+++ Document section

Every once in a while, something happens and you’re allowed to be really focused on the news. It’s “current events,” after all–responsible adults respect those who are aware of what’s going on in the world. When there’s big news that affects your community, no one will think twice about you watching live feeds, keeping a few tabs open on your browser with local, national, and international sources, you know, to get a few viewpoints on these very important stories.
Those are the times are when I’m in trouble. Those are the times when my partner has to give me a news curfew. Those are the times I need to add more structure to my day, because if I could I would lose half my life to reading news. Even though there is no way I could use all this information–I’m not a late-night talk show writer or a news analyst, nor do I have a job in politics or academia. I’m just a guy who absorbs this information and allows it to burn a hole in my stomach lining. Oh, and when history inevitably repeats itself, it lets me groan, “Oh my god, we just went through this 15 years ago. Have we learned nothing?!”

++++++
+++ Source data

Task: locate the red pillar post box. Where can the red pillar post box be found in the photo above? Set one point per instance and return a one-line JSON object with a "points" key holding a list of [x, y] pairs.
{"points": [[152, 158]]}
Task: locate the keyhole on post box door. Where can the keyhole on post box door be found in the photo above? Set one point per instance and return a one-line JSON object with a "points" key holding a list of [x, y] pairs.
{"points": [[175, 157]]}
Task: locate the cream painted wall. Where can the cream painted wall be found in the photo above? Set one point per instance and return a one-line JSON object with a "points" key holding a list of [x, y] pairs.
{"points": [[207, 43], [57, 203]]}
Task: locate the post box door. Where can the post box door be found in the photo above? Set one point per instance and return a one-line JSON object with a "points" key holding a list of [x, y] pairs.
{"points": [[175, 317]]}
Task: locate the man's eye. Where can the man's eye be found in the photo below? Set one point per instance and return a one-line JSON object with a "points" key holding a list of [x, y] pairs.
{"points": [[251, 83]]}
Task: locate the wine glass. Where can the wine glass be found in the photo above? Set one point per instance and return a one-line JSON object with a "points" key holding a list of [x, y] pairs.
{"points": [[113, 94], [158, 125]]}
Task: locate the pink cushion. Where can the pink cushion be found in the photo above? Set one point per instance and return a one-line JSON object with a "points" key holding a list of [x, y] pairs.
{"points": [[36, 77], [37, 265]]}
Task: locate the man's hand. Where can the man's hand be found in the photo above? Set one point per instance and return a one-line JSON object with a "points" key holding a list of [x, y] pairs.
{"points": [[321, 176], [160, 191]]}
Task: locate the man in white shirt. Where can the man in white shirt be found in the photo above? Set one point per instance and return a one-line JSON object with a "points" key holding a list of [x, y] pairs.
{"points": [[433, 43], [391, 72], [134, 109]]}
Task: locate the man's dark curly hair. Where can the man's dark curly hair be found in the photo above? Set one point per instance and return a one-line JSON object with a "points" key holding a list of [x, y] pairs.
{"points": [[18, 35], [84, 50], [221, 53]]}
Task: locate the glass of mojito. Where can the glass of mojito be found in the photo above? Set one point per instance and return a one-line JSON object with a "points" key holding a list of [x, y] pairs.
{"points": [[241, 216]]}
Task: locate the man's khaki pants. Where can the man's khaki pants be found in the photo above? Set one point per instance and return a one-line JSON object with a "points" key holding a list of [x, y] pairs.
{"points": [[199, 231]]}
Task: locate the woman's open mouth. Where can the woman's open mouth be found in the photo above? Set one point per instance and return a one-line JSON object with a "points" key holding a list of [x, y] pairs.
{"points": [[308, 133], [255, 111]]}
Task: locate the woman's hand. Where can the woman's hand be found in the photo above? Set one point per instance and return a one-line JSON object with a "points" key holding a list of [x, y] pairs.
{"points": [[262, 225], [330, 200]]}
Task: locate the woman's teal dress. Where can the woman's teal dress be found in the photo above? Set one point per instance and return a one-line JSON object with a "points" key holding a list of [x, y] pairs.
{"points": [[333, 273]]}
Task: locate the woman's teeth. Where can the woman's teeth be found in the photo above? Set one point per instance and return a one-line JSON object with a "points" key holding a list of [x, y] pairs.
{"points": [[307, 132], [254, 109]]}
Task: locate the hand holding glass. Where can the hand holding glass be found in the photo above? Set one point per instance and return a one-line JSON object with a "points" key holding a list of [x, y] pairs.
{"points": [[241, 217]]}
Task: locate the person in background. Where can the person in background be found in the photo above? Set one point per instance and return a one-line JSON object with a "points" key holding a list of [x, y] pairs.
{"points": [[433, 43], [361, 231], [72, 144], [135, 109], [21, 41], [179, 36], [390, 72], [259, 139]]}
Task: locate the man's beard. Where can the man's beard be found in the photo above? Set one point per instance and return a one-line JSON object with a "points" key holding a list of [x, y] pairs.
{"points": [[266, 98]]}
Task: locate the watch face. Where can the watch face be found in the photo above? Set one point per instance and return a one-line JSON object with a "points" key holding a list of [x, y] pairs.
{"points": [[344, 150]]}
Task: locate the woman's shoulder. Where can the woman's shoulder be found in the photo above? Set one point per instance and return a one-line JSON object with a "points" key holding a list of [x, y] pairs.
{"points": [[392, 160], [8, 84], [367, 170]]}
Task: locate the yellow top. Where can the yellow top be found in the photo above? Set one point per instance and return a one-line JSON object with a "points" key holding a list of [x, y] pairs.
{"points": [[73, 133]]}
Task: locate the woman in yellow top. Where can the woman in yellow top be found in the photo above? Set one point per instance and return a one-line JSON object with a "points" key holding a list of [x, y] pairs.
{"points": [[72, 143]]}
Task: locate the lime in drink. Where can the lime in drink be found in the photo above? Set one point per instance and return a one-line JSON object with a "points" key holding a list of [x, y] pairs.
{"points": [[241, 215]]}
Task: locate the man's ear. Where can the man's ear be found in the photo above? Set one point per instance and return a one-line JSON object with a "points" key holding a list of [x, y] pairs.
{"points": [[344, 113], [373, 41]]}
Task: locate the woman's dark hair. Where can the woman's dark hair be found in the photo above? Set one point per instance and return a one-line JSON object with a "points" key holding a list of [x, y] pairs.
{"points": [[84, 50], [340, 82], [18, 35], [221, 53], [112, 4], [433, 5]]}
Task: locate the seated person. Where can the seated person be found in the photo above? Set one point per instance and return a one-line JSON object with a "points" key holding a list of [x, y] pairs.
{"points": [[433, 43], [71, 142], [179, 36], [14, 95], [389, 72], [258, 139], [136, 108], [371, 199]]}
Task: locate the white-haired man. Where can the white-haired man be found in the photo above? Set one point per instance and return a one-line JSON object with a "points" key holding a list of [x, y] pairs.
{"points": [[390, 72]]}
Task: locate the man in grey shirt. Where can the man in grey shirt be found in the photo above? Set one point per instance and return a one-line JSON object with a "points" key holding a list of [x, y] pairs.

++++++

> [Apply what you read]:
a – List the jobs or fields that the writer of the passage about following the news says he does not work in.
b – Resume the passage about following the news after its last sentence.

> [Expected responses]:
a –
- Late-night talk show writer
- News analyst
- Politics
- Academia

b –
The news became a nice go-to for my obsessive data collection because of its respectability. It’s not weird or nerdy, and there is and will always be a steady stream of it. I cannot know it all. It’s not my first obsession, though. Growing up I was a sponge, like most kids, but to the point where my parents and teachers knew I was a little different. So, thinking back to what I can remember as my first obsession, I was very interested in biology, and since my mom worked for an obstetrician-gynecologist, I had loads of information available to me. Mind you, I’ve never wanted to have a child, but I had to know everything about how I was made. Picture a 7-year-old me asking questions like why isn’t it standard to do ultrasounds during labor so you could better see if something started to go wrong–that’s not a normal second-grader question. And yes, I was that kid who corrected all the other kids when they spread those terrible lies they were told by their parents. (I killed Santa for them, too, of course.)
As I got older, I pivoted on my obsessions. Teen idols were perfect. Plenty of fodder there, and it came with a bonus “regular tween girl” veneer. Instead of plastering posters around or having a collection of magazines, I had friggin’ dossiers on my selected celebs. Somewhere in a box in a closet I still have my three-prong pocket folder with sheet protectors for all things Michael J. Fox. I did things like watch the movie Better Off Dead a bazillion times and write out the script. When I was, I think, 13, I bought my first Interview magazine and learned about Andy Warhol–he was the best thing to ever happen to me. I could obsess about the man who obsessed and collected and examined everything to the point that it became a joke. My obsessions and collections became art. It was a beautiful validation.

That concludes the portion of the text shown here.